Selected text ▸
====

Linda Brodo

Linda Brodo is Assistant Professor at the Language Science Department of the University of Sassari since 2004.

Initially, I was involved in the study of performance of distributed systems specified by process algebras, and applying the enhanced operational semantics. In order to apply a stochastic process algebra, I derived stochastic transition rates from real parameters, computed on existing systems, such as protocol communications. The goal was to get a unique framework, as the process algebras, to perform functional analysis together with performance analysis based on real data.

From April to July 2002, I was a visiting researcher at the Laboratory for Foundation of Computer Science (LFCS) at the University of Edinburgh, to collaborate with Stephen Gilmore and Jane Hillston. We compared the PEPAnets and the Enhanced pi-calculus by defining a translation from PEPAnets to pi-calculus. The work investigated how the PEPAnets locality could be expressed by a classical process algebra.

Since 2003, I'm working in the Computational Systems Biology area studying the expressiveness of process algebras. We have defined the stochastic semantics, implementing the SSA algorithm by Gillespie, for the BioAmbients which is the first process algebra modelling biological membranes.

====

What this task involves ▸ Please repeat the Linda Brodo profile word for word, beginning at the words "From April to" and stopping after "classical process algebra.".

====

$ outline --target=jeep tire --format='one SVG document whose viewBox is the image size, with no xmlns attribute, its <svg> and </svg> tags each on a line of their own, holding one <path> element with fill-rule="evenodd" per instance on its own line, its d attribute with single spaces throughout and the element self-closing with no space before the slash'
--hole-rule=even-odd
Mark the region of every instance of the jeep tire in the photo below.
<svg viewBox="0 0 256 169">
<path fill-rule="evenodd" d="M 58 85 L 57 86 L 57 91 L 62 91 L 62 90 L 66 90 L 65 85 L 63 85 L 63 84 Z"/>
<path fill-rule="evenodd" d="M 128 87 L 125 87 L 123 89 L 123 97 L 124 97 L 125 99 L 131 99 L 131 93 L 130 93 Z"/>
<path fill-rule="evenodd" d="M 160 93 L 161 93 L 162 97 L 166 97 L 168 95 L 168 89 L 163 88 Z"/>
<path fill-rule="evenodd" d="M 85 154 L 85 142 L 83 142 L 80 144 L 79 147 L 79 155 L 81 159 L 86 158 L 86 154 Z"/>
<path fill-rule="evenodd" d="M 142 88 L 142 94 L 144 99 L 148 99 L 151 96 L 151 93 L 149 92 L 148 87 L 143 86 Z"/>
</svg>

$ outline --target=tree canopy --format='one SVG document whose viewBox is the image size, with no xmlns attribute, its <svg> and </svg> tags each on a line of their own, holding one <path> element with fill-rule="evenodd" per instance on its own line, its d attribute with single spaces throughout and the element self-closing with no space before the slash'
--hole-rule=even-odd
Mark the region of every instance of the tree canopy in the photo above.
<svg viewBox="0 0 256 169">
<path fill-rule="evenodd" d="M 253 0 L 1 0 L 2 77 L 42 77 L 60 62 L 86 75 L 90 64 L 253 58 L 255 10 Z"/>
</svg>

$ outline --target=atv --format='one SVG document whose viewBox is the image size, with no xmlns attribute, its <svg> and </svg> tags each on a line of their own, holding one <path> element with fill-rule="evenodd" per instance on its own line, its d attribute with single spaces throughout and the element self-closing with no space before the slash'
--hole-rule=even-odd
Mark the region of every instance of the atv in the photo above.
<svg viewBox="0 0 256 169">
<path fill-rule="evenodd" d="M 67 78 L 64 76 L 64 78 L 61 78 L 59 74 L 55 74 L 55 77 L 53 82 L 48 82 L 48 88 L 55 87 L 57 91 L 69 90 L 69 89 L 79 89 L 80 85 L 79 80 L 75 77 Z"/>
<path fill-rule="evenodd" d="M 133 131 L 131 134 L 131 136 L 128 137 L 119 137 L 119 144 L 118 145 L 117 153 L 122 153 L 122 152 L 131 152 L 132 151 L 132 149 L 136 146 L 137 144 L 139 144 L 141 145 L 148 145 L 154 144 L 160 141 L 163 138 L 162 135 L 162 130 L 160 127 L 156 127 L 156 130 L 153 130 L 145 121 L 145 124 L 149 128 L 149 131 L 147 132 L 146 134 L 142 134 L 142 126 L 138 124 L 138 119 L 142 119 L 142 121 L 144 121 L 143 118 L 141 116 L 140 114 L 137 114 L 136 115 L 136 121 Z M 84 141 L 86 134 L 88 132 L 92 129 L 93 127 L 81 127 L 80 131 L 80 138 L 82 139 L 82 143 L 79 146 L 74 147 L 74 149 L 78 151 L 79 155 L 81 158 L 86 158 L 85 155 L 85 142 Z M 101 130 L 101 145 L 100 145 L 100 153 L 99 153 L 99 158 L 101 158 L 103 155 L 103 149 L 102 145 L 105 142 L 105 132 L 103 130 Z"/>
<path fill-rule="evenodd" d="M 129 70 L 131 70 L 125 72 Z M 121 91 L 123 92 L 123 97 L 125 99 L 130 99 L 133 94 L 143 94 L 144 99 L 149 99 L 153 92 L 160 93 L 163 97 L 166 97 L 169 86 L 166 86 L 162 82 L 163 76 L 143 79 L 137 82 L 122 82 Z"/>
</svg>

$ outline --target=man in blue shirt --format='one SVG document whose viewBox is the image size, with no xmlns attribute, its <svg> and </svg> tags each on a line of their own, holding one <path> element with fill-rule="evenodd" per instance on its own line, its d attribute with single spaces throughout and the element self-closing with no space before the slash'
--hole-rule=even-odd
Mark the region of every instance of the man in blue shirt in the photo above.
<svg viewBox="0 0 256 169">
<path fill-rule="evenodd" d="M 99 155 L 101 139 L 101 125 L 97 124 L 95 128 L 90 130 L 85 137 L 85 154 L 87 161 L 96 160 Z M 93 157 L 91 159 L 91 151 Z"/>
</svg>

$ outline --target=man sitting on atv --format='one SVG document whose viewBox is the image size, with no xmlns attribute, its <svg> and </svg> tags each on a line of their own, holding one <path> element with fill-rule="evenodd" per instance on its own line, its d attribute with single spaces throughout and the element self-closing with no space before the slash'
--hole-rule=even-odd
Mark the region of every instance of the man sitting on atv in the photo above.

====

Answer space ▸
From April to July 2002, I was a visiting researcher at the Laboratory for Foundation of Computer Science (LFCS) at the University of Edinburgh, to collaborate with Stephen Gilmore and Jane Hillston. We compared the PEPAnets and the Enhanced pi-calculus by defining a translation from PEPAnets to pi-calculus. The work investigated how the PEPAnets locality could be expressed by a classical process algebra.